#### SHORT TASK 1
Using the IKEA hi-fi stand guide below, list every item in its "What you need" list.

#### EXCERPT TO READ
——

# IKEA Hi-Fi Stand (easy, MODULAR and f-in solid) DIY Guide



## ady1989

Hello everyone, I was in need of a good stand and I didn't want to shell out a small fortune for "audiophile" hardware stands. That whole notion can pretty much go **** itself real good. I am not paying 300+ for a stand with those special pointed hi-fi legs that don't actually do anything. I had a few requirements: easy to build (the less cutting the better), SOLID and modular, in order to add more hardware as it comes. I also needed the option for uneven spacing of shelves if I wanted something beefy in the middle. I believe I have found the perfect solution and I'll let you guys and gals on it.
  
 What you need:
 - IKEA cutting boards for the shelves (http://www.ikea.com/ca/en/catalog/products/70117921/), they are a bit steep at $20 but the perfect size so it saves me time AND come unfinished - worth the cost and perfect for this application
 - IKEA Besta bookcase legs, they come with everything you need (http://www.ikea.com/us/en/catalog/products/60196513/), the finish is smooth and not as shown on their website
 - drill with a very small bit for pilot holes, 5/8" (I think, can't remember for sure) spade bit for countersinking, bigger drill bit to drill the rest of the threaded rod space out
 - pencil and caliper (this helps, you just set it and use it as a square to accurately mark the board with the tail to where you want the holes to go) or a ruler if you want but it will be slower
 - wood finishing products of choice, I used Minwax stain and boiled linseed oil afterwards, 2 coats each
 - common sense
  
 What you do:
 - unscrew the side handles from the cutting boards
 - mark where you want your threaded rods to go, I have mine so the legs are about 1/8 to 1/4" away from the edges
 - drill pilot holes with the tiny drill bit, use a wood drill bit with the sharp pointy tip so it won't run away on you - a drill press helps but I did it all by hand
 - take 4 of the unused legs and unscrew the plastic bases
 - butcher the bases and extract the metal rods with the big flat heads on them (as seen on my top board) - I used a small hacksaw to cut the plastic in order to weaken and then pliers to twist the whole mess off
 - figure out how deep you need the countersinks to go in order for the heads to be flush and use your spade bit to do that with the pilot holes guiding you (practice on something else first)
 - enlarge the holes to the proper diameter for the rod with a REGULAR DRILL BIT (not a pointy wood one) and on the top shelf go in from the countersunk side
 - if you didn't use a drill press, use a round file to enlarge the holes since they probably won't be straight (in order for the rods to push through and be lined up straight through)
 - by this point you should be able to test assemble the entire ordeal, do so (use the through studs that come extra with the legs for anything but the top shelf to sandwich a shelf between a set of legs)
 - finish the wood with the products and techniques of your choice, google knows it all here
 - assemble and enjoy how sturdy and heavy this thing is!
  
  
 I hope this has been informative and helps someone out there. It's a really easy project.
  
  
 Alternate image album link: https://imgur.com/a/eKPqw


----------



## Mr.J

I really like the way your stand turned out. I think I'll need to make a trip to Ikea.


----------



## ady1989

mr.j said:


> I really like the way your stand turned out. I think I'll need to make a trip to Ikea.

——

#### Excerpts of pointing data
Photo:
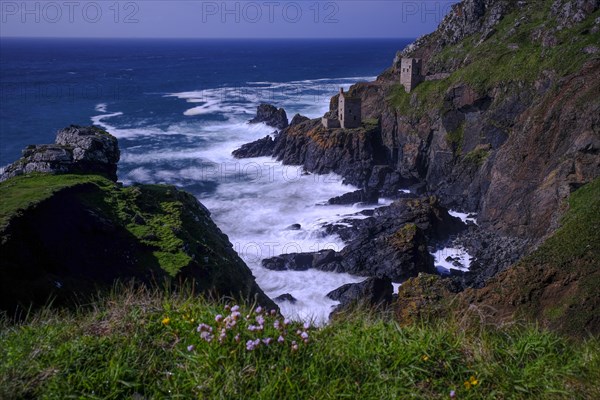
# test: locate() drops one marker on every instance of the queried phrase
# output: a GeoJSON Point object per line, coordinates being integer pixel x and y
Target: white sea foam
{"type": "Point", "coordinates": [444, 266]}
{"type": "Point", "coordinates": [101, 107]}
{"type": "Point", "coordinates": [309, 97]}
{"type": "Point", "coordinates": [256, 200]}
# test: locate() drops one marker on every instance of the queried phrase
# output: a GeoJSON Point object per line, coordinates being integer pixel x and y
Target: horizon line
{"type": "Point", "coordinates": [205, 38]}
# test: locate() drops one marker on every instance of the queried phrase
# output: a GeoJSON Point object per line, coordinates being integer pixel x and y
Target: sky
{"type": "Point", "coordinates": [221, 19]}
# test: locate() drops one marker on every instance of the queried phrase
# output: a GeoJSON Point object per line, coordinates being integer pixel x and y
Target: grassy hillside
{"type": "Point", "coordinates": [65, 235]}
{"type": "Point", "coordinates": [138, 344]}
{"type": "Point", "coordinates": [515, 54]}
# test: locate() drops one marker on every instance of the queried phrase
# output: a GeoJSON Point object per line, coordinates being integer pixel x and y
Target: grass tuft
{"type": "Point", "coordinates": [137, 342]}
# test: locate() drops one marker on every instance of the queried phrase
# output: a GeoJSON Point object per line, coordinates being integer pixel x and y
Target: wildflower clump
{"type": "Point", "coordinates": [258, 329]}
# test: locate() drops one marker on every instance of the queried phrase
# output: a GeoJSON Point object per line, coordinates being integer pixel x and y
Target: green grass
{"type": "Point", "coordinates": [477, 156]}
{"type": "Point", "coordinates": [493, 63]}
{"type": "Point", "coordinates": [20, 193]}
{"type": "Point", "coordinates": [578, 238]}
{"type": "Point", "coordinates": [135, 342]}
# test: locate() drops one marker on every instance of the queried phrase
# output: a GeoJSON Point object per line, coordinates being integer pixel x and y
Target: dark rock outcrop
{"type": "Point", "coordinates": [393, 243]}
{"type": "Point", "coordinates": [64, 236]}
{"type": "Point", "coordinates": [366, 196]}
{"type": "Point", "coordinates": [270, 115]}
{"type": "Point", "coordinates": [89, 150]}
{"type": "Point", "coordinates": [373, 291]}
{"type": "Point", "coordinates": [286, 297]}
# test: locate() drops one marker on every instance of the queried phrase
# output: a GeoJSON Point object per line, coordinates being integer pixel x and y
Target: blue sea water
{"type": "Point", "coordinates": [179, 107]}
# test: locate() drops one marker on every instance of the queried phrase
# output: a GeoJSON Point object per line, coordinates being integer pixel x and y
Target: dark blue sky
{"type": "Point", "coordinates": [221, 19]}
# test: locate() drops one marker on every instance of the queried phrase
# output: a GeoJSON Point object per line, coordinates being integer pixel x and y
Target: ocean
{"type": "Point", "coordinates": [179, 107]}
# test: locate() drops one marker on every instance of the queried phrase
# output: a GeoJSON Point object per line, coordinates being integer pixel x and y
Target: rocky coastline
{"type": "Point", "coordinates": [510, 149]}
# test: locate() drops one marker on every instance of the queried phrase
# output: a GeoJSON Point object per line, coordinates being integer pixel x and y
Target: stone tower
{"type": "Point", "coordinates": [349, 112]}
{"type": "Point", "coordinates": [410, 73]}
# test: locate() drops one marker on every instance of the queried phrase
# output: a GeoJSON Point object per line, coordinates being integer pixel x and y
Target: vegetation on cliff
{"type": "Point", "coordinates": [65, 235]}
{"type": "Point", "coordinates": [558, 283]}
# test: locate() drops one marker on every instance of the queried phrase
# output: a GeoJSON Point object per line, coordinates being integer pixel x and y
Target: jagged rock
{"type": "Point", "coordinates": [294, 227]}
{"type": "Point", "coordinates": [271, 116]}
{"type": "Point", "coordinates": [393, 243]}
{"type": "Point", "coordinates": [78, 149]}
{"type": "Point", "coordinates": [259, 148]}
{"type": "Point", "coordinates": [298, 119]}
{"type": "Point", "coordinates": [72, 240]}
{"type": "Point", "coordinates": [570, 12]}
{"type": "Point", "coordinates": [286, 297]}
{"type": "Point", "coordinates": [366, 196]}
{"type": "Point", "coordinates": [373, 291]}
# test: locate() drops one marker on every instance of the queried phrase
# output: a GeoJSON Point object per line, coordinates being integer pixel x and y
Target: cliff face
{"type": "Point", "coordinates": [63, 236]}
{"type": "Point", "coordinates": [77, 150]}
{"type": "Point", "coordinates": [507, 124]}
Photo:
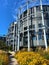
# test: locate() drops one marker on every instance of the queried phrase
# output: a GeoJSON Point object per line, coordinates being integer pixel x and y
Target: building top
{"type": "Point", "coordinates": [37, 2]}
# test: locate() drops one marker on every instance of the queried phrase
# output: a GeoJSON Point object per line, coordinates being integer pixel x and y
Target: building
{"type": "Point", "coordinates": [3, 38]}
{"type": "Point", "coordinates": [33, 25]}
{"type": "Point", "coordinates": [11, 36]}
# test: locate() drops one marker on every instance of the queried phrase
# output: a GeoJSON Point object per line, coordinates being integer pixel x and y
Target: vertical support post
{"type": "Point", "coordinates": [23, 30]}
{"type": "Point", "coordinates": [36, 30]}
{"type": "Point", "coordinates": [28, 27]}
{"type": "Point", "coordinates": [13, 36]}
{"type": "Point", "coordinates": [45, 40]}
{"type": "Point", "coordinates": [18, 32]}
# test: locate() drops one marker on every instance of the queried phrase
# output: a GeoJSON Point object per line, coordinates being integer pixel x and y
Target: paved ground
{"type": "Point", "coordinates": [13, 61]}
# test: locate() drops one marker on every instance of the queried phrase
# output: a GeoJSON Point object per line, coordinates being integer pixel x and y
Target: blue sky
{"type": "Point", "coordinates": [7, 10]}
{"type": "Point", "coordinates": [7, 13]}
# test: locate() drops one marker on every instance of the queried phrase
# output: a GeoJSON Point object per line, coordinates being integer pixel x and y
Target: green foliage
{"type": "Point", "coordinates": [3, 45]}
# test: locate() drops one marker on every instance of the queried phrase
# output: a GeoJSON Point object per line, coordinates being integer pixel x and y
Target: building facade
{"type": "Point", "coordinates": [33, 25]}
{"type": "Point", "coordinates": [11, 38]}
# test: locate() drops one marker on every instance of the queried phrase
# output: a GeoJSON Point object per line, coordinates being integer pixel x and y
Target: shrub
{"type": "Point", "coordinates": [4, 59]}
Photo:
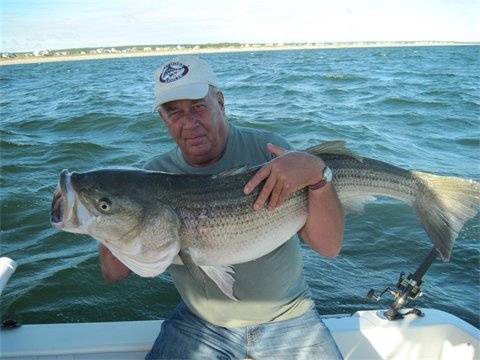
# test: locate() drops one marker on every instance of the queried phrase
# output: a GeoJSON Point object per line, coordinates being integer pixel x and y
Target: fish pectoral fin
{"type": "Point", "coordinates": [222, 277]}
{"type": "Point", "coordinates": [354, 203]}
{"type": "Point", "coordinates": [192, 268]}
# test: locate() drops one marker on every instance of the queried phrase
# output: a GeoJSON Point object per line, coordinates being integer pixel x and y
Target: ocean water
{"type": "Point", "coordinates": [415, 107]}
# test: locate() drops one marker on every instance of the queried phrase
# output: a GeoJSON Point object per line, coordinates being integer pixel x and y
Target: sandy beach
{"type": "Point", "coordinates": [57, 58]}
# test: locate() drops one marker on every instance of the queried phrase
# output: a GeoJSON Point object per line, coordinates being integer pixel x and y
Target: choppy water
{"type": "Point", "coordinates": [415, 107]}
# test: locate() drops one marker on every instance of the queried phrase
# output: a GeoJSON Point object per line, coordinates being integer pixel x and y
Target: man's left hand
{"type": "Point", "coordinates": [287, 173]}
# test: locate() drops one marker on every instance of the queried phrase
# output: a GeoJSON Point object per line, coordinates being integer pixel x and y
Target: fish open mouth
{"type": "Point", "coordinates": [59, 202]}
{"type": "Point", "coordinates": [57, 208]}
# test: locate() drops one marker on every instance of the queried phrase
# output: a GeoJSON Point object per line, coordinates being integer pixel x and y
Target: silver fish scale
{"type": "Point", "coordinates": [222, 228]}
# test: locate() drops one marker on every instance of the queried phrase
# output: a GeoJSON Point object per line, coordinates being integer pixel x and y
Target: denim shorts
{"type": "Point", "coordinates": [186, 336]}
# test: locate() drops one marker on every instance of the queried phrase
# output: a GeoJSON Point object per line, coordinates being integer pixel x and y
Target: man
{"type": "Point", "coordinates": [274, 316]}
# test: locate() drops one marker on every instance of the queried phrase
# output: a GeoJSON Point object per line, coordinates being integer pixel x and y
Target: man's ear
{"type": "Point", "coordinates": [221, 100]}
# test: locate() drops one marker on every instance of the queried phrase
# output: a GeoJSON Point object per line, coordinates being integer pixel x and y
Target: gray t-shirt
{"type": "Point", "coordinates": [271, 288]}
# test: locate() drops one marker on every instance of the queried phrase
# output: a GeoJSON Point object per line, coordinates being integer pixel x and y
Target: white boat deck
{"type": "Point", "coordinates": [364, 335]}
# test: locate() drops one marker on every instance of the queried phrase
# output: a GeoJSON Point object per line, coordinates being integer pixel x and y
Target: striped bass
{"type": "Point", "coordinates": [150, 220]}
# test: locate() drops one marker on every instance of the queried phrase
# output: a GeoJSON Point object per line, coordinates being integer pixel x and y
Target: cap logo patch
{"type": "Point", "coordinates": [173, 72]}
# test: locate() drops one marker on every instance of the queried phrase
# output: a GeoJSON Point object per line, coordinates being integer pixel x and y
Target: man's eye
{"type": "Point", "coordinates": [175, 116]}
{"type": "Point", "coordinates": [199, 107]}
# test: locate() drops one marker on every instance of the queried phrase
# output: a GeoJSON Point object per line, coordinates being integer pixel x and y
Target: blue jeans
{"type": "Point", "coordinates": [186, 336]}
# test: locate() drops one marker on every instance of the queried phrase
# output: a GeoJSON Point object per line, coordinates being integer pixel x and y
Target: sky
{"type": "Point", "coordinates": [29, 25]}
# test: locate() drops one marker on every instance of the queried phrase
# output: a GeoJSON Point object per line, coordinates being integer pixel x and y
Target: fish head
{"type": "Point", "coordinates": [119, 209]}
{"type": "Point", "coordinates": [95, 203]}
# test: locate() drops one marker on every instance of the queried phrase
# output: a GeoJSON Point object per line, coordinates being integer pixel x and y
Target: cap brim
{"type": "Point", "coordinates": [185, 92]}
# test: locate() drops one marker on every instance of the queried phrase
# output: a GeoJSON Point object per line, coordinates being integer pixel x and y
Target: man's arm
{"type": "Point", "coordinates": [291, 171]}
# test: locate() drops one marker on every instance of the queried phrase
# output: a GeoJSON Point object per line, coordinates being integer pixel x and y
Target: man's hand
{"type": "Point", "coordinates": [287, 173]}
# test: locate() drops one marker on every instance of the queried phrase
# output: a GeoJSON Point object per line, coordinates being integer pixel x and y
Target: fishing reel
{"type": "Point", "coordinates": [408, 289]}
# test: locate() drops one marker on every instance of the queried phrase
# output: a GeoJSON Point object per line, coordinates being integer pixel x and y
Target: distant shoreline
{"type": "Point", "coordinates": [253, 48]}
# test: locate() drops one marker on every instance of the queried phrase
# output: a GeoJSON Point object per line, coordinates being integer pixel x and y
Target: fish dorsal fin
{"type": "Point", "coordinates": [333, 147]}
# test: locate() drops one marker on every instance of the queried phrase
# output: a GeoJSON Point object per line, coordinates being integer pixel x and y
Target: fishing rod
{"type": "Point", "coordinates": [408, 289]}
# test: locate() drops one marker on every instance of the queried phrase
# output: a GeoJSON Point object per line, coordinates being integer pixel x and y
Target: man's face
{"type": "Point", "coordinates": [198, 127]}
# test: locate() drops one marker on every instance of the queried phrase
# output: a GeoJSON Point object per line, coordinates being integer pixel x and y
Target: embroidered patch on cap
{"type": "Point", "coordinates": [173, 71]}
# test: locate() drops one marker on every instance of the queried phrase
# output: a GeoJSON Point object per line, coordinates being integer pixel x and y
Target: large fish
{"type": "Point", "coordinates": [150, 220]}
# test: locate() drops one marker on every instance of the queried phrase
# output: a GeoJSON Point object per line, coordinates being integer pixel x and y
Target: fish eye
{"type": "Point", "coordinates": [104, 204]}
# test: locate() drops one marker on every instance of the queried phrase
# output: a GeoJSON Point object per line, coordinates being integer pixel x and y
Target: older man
{"type": "Point", "coordinates": [274, 316]}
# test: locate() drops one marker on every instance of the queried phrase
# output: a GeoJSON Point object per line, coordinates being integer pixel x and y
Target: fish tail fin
{"type": "Point", "coordinates": [445, 208]}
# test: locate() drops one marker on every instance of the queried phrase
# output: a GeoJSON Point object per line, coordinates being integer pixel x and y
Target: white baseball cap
{"type": "Point", "coordinates": [183, 77]}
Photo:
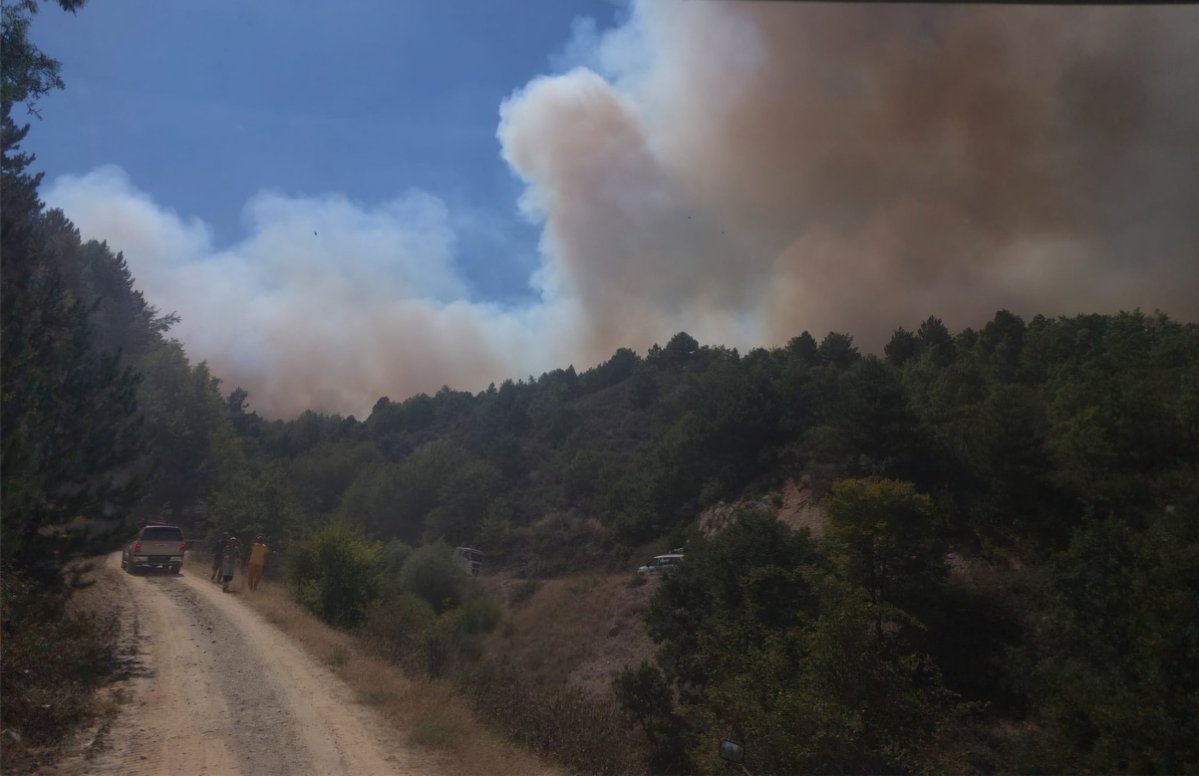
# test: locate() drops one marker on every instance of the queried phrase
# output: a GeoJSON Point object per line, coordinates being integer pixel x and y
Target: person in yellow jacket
{"type": "Point", "coordinates": [257, 561]}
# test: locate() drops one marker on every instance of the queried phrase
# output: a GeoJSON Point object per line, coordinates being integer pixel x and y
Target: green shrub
{"type": "Point", "coordinates": [50, 663]}
{"type": "Point", "coordinates": [433, 573]}
{"type": "Point", "coordinates": [337, 573]}
{"type": "Point", "coordinates": [395, 627]}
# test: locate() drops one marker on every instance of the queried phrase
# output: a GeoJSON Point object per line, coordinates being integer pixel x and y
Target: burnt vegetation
{"type": "Point", "coordinates": [1006, 579]}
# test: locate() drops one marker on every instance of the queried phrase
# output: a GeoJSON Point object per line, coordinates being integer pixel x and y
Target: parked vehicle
{"type": "Point", "coordinates": [470, 559]}
{"type": "Point", "coordinates": [660, 564]}
{"type": "Point", "coordinates": [156, 546]}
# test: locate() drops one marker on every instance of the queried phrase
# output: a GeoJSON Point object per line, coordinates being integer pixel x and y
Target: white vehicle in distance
{"type": "Point", "coordinates": [661, 564]}
{"type": "Point", "coordinates": [470, 559]}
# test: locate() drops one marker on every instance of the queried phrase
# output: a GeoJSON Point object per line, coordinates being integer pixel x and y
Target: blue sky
{"type": "Point", "coordinates": [345, 200]}
{"type": "Point", "coordinates": [204, 104]}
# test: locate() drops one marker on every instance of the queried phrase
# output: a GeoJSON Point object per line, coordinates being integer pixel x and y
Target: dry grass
{"type": "Point", "coordinates": [428, 713]}
{"type": "Point", "coordinates": [577, 631]}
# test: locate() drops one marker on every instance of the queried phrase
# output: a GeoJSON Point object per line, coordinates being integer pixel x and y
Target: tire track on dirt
{"type": "Point", "coordinates": [214, 690]}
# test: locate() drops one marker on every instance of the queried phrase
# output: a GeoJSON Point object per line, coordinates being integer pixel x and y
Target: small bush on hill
{"type": "Point", "coordinates": [433, 573]}
{"type": "Point", "coordinates": [50, 663]}
{"type": "Point", "coordinates": [337, 573]}
{"type": "Point", "coordinates": [584, 734]}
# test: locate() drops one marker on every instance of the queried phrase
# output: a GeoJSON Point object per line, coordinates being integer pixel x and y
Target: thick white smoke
{"type": "Point", "coordinates": [737, 170]}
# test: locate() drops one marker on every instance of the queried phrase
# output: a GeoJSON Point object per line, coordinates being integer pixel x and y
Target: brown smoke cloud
{"type": "Point", "coordinates": [779, 167]}
{"type": "Point", "coordinates": [737, 170]}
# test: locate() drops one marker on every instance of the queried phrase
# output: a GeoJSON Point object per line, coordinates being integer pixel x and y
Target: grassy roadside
{"type": "Point", "coordinates": [428, 711]}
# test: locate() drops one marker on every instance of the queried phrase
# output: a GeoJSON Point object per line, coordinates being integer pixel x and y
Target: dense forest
{"type": "Point", "coordinates": [1006, 579]}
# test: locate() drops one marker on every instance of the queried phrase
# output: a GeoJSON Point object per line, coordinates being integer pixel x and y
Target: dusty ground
{"type": "Point", "coordinates": [214, 689]}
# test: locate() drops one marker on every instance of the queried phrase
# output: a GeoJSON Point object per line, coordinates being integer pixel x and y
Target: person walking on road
{"type": "Point", "coordinates": [257, 561]}
{"type": "Point", "coordinates": [230, 557]}
{"type": "Point", "coordinates": [217, 548]}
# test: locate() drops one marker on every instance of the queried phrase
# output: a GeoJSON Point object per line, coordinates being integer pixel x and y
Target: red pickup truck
{"type": "Point", "coordinates": [155, 547]}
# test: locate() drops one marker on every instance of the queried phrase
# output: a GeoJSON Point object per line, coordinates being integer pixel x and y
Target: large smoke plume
{"type": "Point", "coordinates": [741, 172]}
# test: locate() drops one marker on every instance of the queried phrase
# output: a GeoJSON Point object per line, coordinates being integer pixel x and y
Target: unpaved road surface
{"type": "Point", "coordinates": [216, 690]}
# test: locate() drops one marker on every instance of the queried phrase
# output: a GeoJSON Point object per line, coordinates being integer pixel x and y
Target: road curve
{"type": "Point", "coordinates": [217, 691]}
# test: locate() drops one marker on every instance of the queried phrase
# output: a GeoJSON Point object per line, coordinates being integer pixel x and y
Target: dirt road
{"type": "Point", "coordinates": [216, 690]}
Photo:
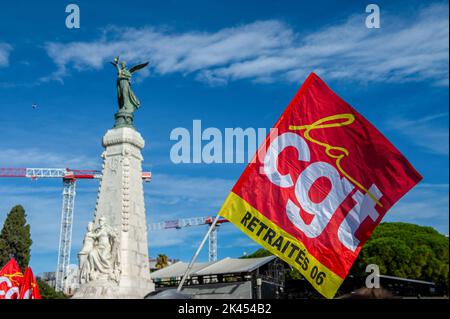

——

#### SHORT TASK 2
Pull out every line of the entries above that contains the word "vegetation".

#### WRITTEN ANSWER 1
- IKEA cutting boards for the shelves
- IKEA Besta bookcase legs
- A drill with a very small bit for pilot holes, a spade bit for countersinking, and a bigger drill bit to drill out the rest of the threaded rod space
- A pencil and a caliper, or a ruler
- Wood finishing products of choice
- Common sense

#### WRITTEN ANSWER 2
Target: vegetation on cliff
Target: burnt vegetation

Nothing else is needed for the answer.